>>>

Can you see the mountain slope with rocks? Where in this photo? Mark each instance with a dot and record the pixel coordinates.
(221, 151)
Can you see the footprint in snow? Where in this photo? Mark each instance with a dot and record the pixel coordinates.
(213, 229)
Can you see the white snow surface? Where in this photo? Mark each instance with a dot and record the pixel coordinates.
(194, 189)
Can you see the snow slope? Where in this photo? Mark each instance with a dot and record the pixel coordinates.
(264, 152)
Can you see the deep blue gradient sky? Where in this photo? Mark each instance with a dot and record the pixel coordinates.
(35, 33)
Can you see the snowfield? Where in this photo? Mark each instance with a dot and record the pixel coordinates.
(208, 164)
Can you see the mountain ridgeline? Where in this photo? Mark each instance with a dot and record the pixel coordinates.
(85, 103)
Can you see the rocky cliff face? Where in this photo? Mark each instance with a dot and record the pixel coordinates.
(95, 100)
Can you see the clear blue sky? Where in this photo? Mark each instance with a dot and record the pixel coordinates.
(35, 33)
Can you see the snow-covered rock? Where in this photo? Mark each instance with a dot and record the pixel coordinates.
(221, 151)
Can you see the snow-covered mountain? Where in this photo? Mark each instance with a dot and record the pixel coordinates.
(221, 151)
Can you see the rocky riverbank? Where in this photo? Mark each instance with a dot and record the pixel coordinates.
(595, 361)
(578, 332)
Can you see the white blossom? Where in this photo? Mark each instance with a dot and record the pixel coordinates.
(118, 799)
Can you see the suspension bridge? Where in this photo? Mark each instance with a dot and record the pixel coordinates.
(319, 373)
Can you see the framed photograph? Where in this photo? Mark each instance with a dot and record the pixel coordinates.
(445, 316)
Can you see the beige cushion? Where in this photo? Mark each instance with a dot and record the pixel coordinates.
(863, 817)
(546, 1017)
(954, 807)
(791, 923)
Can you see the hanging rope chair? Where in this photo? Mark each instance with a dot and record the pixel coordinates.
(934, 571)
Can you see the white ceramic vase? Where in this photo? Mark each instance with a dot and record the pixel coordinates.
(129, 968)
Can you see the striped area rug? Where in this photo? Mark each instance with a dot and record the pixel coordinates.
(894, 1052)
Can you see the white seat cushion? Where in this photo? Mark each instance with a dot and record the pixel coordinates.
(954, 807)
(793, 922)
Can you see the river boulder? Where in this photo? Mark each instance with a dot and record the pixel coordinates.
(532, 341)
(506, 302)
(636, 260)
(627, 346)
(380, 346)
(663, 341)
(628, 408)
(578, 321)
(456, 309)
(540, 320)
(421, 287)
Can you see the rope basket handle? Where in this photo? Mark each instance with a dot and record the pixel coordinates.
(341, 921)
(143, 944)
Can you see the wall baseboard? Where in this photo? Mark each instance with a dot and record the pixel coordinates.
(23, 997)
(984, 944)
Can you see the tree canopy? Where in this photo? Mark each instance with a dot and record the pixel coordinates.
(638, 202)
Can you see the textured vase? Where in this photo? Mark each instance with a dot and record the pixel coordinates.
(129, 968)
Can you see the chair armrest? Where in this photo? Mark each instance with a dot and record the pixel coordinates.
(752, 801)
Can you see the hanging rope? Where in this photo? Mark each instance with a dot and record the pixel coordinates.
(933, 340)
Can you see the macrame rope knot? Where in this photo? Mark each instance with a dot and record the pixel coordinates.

<<<

● **ACTIVITY**:
Using the material above, output each line exactly as it appears.

● **SOLUTION TO THIS PROBLEM**:
Can you see the mountain slope with rocks? Where in this photo? Mark each instance with a dot and record the pixel coordinates.
(221, 151)
Can you see the footprint in snow? Where in this photo? Mark each instance with a dot and record the pixel coordinates.
(213, 229)
Can you see the white snow surface? Where in this photo? Mark each instance with a dot and record the pixel coordinates.
(194, 189)
Can you see the snow slope? Where in this photo? Mark each instance with a dot and record the pixel coordinates.
(264, 152)
Can you see the deep blue gradient sky? Where in this photo? Mark each instance with a dot and record the pixel coordinates.
(35, 33)
Can you see the snowfield? Where in this photo? Mark each instance with a dot and record the pixel coordinates.
(208, 164)
Can you see the mountain ridgeline? Where in this photo? Mark each instance with a dot and record the pixel coordinates.
(85, 103)
Can you see the rocky cliff face? Where in this photo? Mark each instance with a dot and record the pixel coordinates.
(95, 100)
Can you see the clear blue sky? Where in this photo? Mark each instance with a dot and record the pixel coordinates.
(35, 33)
Can you see the snow-covered rock? Where in this photo? Mark each instance with a dot and record the pixel coordinates.
(221, 151)
Can you see the snow-covered mountain? Where in this photo? Mark each instance with a dot and record the pixel coordinates.
(221, 151)
Can you see the rocky riverbank? Where in this photo? Mark each instance with a dot and record the pixel coordinates.
(595, 361)
(578, 332)
Can you see the white blossom? Where in this photo? Mark each instance with a dot and record the pixel coordinates.
(118, 799)
Can you see the suspension bridge? Where in this photo? Mark each instance with a dot and record the pixel coordinates.
(319, 373)
Can you see the framed photograph? Where in this photo? Mark each instance with a dot and record the pixel coordinates.
(445, 316)
Can you see the beige cushion? Where in this photo? Mark each instance with a dot and record the pixel coordinates.
(863, 817)
(546, 1017)
(954, 807)
(791, 923)
Can you see the hanging rope chair? Where in this photo? Mark each instance with a dot and record the pixel coordinates.
(934, 571)
Can you see the white ceramic vase? Where in this photo? Mark each instance with a dot and record the pixel coordinates.
(129, 968)
Can you see the striped area rug? Where in this photo? Mark each instance with a dot and record the pixel coordinates.
(894, 1052)
Can you see the white seat cushion? Where in this photo? Mark each instance with a dot and record the pixel coordinates.
(954, 807)
(793, 922)
Can you see the river boulder? Where in this photo? Mark each instance with a dot and record the pixel coordinates.
(532, 341)
(506, 302)
(636, 260)
(627, 346)
(380, 346)
(663, 341)
(628, 408)
(578, 321)
(456, 309)
(540, 320)
(421, 287)
Can you see the rope basket handle? Where in this photo? Mark each instance with a dot and record the pixel coordinates.
(341, 921)
(143, 944)
Can you see the wall baseboard? Where in this photo? Mark each instance with a dot and record the pixel coordinates.
(23, 997)
(984, 944)
Can you see the tree canopy? Where in this photo? Mark each instance with a dot and record the pixel coordinates.
(638, 202)
Can you see the textured vase? Where in this photo? Mark each instance with a dot and record the pixel coordinates.
(129, 968)
Can you see the chair armrest? Where in this photo? Mark each instance with a dot and record the pixel coordinates.
(752, 801)
Can you see the hanging rope? Where in this photo? Mark each instance with a dot and record the pixel coordinates.
(933, 340)
Can you see the macrame rope knot? Where in this photo? Mark each instance with a dot and record the pixel coordinates.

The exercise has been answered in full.